**REQUIRED WORK:**
1. Reproduce the section of the fuel injector portability text between "Another important point" and "for a product.", inclusive, word for word.
2. In the fuel injector portability text, which engine is the system to be designed and prototyped on?

**TEXT BLOCK:**

= = = = = = =

The programming code that was written for the fuel injector system uses a lot of pointers and structures. A few portability problems first being that different compilers have different conventions for returning structures. This causes a problem when libraries return structure values to code compiled with a different compiler. Also, there may be unused holes in structures. Below is a few samples of how the structures and pointers were used in the EFI software:







 struct constants {                   /* Constants */      short int sci_baud_pc;      char lcd_c1[8],lcd_c2[8],lcd_c3[8],lcd_err[7];    };


                *(vp.pm_ptr + vp.sci_ix)


Also, when doing an embedded system, it is always better to separate the system into machine dependent and independent code. Thus, if the system is ever moved to a new machine it will be much easier to determine what changes need to be made. Machine dependence in the headers of the appropriate files.


Another important point on portability is there are some things that are inherently non-portable. Example would be code that is designed for a particular piece of hardware, such as drivers. Therefore, it’s best to make your code portable first and worry about efficiency later. This decreases the amount of development time for a product.


Some porting problems in the ‘C’ language are the existence of maximum and minimum values for certain types, the character order in memory, whether the character type has signed or not, how values are converted to different types, properties of pointers and the difference between different implementations of ‘C’.


Overall, the fuel injector system is pretty portable because the code was written in ‘C’, but because the language has a lot of non-portable techniques such as structs and pointers it decreases the overall portability of the system.


9.2 System Portability

                The system will be designed and prototyped on a Volkswagen 1.8L 16V engine, but it is possible to adapt the constants in memory to work on any normally aspirated, 4 cylinder engine.  The sensors also need to be compatible, with a 0-5V output to work with the A/D converter.  There are no hard coded constants in the source so that it is possible to change during engine tuning.

= = = = = = =

(Records from a point-labeling set)
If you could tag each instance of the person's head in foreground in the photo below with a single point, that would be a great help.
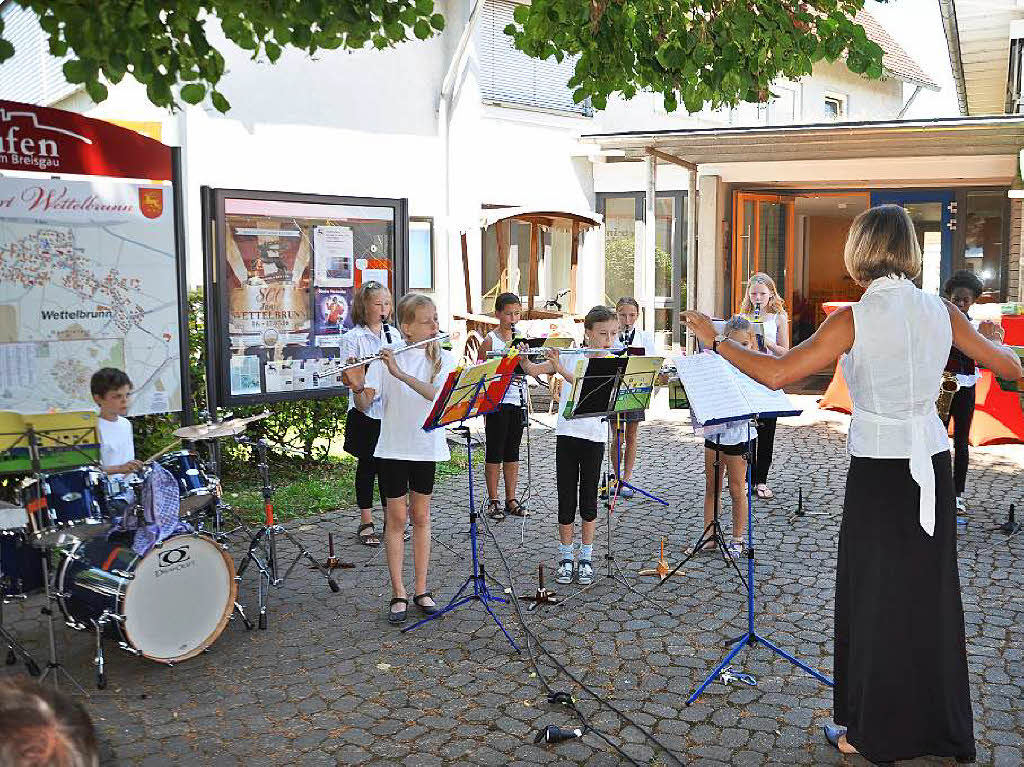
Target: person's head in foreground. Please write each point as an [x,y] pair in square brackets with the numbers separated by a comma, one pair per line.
[42,727]
[882,243]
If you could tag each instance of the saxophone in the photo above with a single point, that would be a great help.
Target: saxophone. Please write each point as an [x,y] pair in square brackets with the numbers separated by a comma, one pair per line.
[947,388]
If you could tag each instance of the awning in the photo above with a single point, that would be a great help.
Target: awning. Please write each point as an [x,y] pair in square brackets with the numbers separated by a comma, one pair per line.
[999,135]
[544,216]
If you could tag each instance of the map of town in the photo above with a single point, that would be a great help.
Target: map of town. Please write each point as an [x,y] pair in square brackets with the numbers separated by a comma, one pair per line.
[77,297]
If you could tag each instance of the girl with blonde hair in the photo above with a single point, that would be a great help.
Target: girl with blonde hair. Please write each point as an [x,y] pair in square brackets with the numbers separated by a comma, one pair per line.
[762,303]
[408,384]
[898,603]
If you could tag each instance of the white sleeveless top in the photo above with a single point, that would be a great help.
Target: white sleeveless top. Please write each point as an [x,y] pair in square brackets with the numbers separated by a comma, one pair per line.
[893,371]
[514,393]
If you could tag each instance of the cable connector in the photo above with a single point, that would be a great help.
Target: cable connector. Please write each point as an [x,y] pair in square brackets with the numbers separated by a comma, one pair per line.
[555,734]
[562,697]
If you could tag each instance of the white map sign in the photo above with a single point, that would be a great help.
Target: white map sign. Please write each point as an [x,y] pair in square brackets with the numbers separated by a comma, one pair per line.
[88,279]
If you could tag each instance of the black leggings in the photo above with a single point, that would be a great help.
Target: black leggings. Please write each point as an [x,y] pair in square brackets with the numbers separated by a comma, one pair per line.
[578,470]
[962,414]
[503,429]
[367,469]
[765,446]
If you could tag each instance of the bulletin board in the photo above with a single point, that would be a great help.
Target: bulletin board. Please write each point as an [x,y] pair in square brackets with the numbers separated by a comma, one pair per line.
[281,272]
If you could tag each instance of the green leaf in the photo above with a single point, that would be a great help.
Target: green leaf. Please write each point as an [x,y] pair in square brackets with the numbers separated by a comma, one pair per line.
[219,102]
[193,93]
[75,71]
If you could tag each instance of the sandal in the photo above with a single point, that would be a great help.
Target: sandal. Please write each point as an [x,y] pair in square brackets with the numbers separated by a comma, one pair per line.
[495,510]
[397,616]
[515,508]
[370,539]
[426,609]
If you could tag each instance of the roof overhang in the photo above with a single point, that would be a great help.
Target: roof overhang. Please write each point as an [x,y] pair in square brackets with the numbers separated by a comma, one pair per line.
[993,136]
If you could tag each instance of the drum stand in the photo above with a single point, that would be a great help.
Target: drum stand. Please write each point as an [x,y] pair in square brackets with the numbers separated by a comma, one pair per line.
[54,666]
[15,650]
[263,548]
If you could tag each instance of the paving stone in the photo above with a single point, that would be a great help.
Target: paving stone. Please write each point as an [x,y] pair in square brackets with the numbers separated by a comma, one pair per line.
[330,682]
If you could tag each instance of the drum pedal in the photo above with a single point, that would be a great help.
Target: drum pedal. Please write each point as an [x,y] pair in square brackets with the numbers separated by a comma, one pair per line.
[332,562]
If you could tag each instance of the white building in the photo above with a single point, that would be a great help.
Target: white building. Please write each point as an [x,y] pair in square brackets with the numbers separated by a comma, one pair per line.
[455,132]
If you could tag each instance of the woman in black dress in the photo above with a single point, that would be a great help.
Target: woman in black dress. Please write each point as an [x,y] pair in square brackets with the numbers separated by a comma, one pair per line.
[901,677]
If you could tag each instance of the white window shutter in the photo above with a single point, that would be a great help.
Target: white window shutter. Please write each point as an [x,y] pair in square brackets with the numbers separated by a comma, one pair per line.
[509,76]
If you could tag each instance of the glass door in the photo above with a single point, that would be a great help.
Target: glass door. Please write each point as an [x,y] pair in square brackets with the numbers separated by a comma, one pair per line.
[764,236]
[934,215]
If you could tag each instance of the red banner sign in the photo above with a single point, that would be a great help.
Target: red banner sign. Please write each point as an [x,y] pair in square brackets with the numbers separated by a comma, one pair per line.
[45,140]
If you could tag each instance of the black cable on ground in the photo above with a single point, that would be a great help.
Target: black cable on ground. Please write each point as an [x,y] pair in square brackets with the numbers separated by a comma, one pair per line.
[558,696]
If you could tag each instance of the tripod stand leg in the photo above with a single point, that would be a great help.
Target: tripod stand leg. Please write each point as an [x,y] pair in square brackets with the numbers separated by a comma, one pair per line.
[303,552]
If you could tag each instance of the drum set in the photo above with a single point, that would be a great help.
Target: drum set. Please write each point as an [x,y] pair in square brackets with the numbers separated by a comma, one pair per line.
[168,604]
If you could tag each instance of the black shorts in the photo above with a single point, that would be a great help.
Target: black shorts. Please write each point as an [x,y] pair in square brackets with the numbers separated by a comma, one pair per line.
[398,477]
[504,434]
[726,450]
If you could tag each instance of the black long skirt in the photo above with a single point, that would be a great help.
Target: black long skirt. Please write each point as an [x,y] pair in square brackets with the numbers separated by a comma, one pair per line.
[901,678]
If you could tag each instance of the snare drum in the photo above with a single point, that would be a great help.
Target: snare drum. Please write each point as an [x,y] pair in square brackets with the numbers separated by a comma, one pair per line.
[20,566]
[72,502]
[168,605]
[195,486]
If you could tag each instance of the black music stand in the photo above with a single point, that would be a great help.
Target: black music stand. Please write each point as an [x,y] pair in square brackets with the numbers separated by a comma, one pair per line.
[458,401]
[606,391]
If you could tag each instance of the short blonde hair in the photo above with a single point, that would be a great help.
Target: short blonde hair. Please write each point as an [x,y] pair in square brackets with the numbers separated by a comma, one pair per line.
[882,243]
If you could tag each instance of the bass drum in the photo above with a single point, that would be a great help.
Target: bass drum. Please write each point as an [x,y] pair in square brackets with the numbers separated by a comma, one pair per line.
[169,605]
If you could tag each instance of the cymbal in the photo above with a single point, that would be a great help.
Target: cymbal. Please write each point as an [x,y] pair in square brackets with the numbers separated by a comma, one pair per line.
[216,430]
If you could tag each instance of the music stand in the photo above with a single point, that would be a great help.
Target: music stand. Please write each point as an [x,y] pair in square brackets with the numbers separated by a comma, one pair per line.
[606,387]
[720,394]
[469,392]
[636,390]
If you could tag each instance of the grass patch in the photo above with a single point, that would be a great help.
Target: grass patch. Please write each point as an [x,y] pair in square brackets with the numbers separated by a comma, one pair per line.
[304,489]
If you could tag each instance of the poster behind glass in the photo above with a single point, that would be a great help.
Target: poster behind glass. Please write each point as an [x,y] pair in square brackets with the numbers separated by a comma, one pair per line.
[290,270]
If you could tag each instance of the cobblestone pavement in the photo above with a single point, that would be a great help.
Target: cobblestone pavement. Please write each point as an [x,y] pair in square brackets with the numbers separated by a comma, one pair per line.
[330,682]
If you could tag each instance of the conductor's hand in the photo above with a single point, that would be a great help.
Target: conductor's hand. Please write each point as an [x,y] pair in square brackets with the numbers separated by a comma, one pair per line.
[700,326]
[387,356]
[992,331]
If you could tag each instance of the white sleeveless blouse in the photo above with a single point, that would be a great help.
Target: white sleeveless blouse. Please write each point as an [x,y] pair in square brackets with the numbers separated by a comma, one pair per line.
[893,371]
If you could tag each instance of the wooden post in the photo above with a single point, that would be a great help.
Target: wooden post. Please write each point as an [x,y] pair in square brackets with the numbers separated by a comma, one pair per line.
[535,236]
[573,266]
[465,273]
[503,233]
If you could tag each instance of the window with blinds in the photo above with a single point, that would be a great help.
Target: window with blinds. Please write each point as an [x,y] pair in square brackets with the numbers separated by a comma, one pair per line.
[32,75]
[508,76]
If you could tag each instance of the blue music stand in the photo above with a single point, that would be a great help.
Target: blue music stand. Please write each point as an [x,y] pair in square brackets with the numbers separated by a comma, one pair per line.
[476,578]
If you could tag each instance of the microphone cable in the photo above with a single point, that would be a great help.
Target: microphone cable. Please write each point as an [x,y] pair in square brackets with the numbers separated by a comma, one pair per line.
[552,733]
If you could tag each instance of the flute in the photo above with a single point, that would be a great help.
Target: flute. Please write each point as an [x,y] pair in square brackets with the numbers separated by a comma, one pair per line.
[371,357]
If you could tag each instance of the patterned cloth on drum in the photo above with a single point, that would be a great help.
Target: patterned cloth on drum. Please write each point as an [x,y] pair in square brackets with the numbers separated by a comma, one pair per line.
[159,504]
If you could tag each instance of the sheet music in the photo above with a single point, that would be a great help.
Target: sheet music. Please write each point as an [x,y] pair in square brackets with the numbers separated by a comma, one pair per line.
[719,393]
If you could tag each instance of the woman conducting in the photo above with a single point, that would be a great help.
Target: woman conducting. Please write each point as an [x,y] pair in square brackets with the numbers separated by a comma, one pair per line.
[901,676]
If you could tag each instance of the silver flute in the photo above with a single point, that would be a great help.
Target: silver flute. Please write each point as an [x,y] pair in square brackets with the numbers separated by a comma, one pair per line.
[371,357]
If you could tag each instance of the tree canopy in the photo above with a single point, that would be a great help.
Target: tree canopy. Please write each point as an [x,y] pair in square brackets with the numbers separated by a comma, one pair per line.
[164,43]
[718,52]
[691,51]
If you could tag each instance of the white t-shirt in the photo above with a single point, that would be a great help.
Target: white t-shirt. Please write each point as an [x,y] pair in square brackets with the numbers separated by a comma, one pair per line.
[404,410]
[116,442]
[360,342]
[593,428]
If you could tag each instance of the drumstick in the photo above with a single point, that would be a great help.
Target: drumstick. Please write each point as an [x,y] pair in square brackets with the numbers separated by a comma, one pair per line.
[168,449]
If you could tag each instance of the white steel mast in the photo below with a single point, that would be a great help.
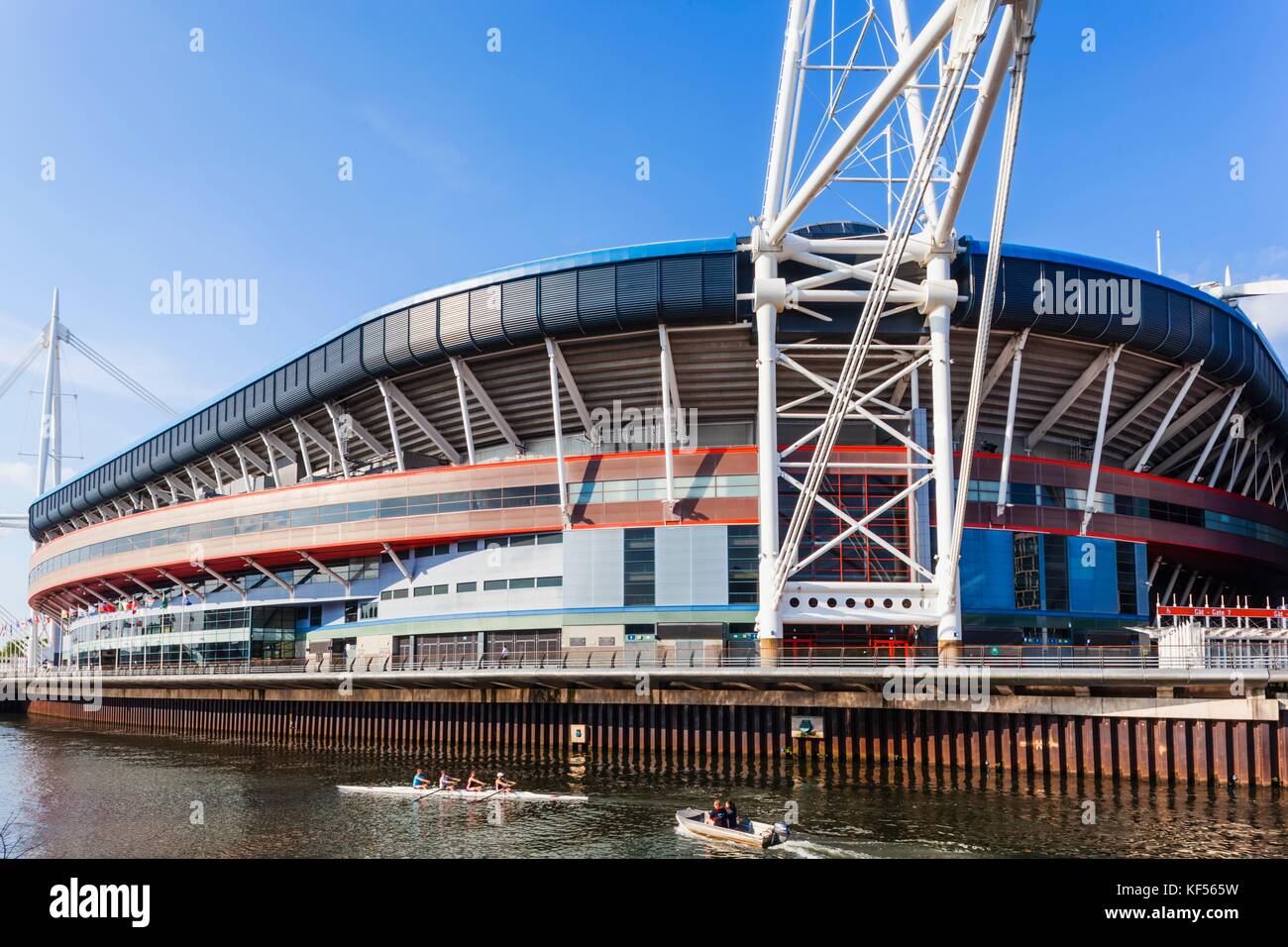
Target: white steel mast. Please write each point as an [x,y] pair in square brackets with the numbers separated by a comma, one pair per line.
[870,106]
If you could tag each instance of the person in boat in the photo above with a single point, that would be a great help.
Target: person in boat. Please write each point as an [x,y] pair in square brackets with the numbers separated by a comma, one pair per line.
[732,813]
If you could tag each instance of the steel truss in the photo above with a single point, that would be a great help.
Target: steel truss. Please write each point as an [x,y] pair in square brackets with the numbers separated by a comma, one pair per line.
[858,73]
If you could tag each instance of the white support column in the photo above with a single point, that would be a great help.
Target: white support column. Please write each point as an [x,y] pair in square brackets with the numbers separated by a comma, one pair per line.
[1107,393]
[1141,459]
[557,416]
[419,419]
[326,570]
[995,373]
[273,577]
[493,412]
[181,583]
[51,437]
[668,428]
[1136,410]
[1216,432]
[1189,587]
[1153,571]
[1085,380]
[465,411]
[393,427]
[769,621]
[1239,457]
[944,463]
[271,459]
[1009,441]
[228,582]
[241,460]
[340,440]
[570,382]
[304,449]
[395,561]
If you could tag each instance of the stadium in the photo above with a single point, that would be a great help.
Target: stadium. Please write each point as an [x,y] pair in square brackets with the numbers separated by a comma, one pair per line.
[563,455]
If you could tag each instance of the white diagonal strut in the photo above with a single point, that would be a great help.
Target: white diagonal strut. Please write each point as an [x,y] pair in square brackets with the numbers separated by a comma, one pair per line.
[872,380]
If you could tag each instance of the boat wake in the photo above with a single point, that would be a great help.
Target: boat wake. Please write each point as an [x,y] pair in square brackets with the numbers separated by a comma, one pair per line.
[804,848]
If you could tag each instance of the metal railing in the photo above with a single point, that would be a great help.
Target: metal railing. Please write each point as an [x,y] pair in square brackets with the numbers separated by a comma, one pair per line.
[678,657]
[666,657]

= = = = = = =

**WRITTEN ANSWERS:**
1.
Another important point on portability is there are some things that are inherently non-portable. Example would be code that is designed for a particular piece of hardware, such as drivers. Therefore, it’s best to make your code portable first and worry about efficiency later. This decreases the amount of development time for a product.

2. A Volkswagen 1.8L 16V engine.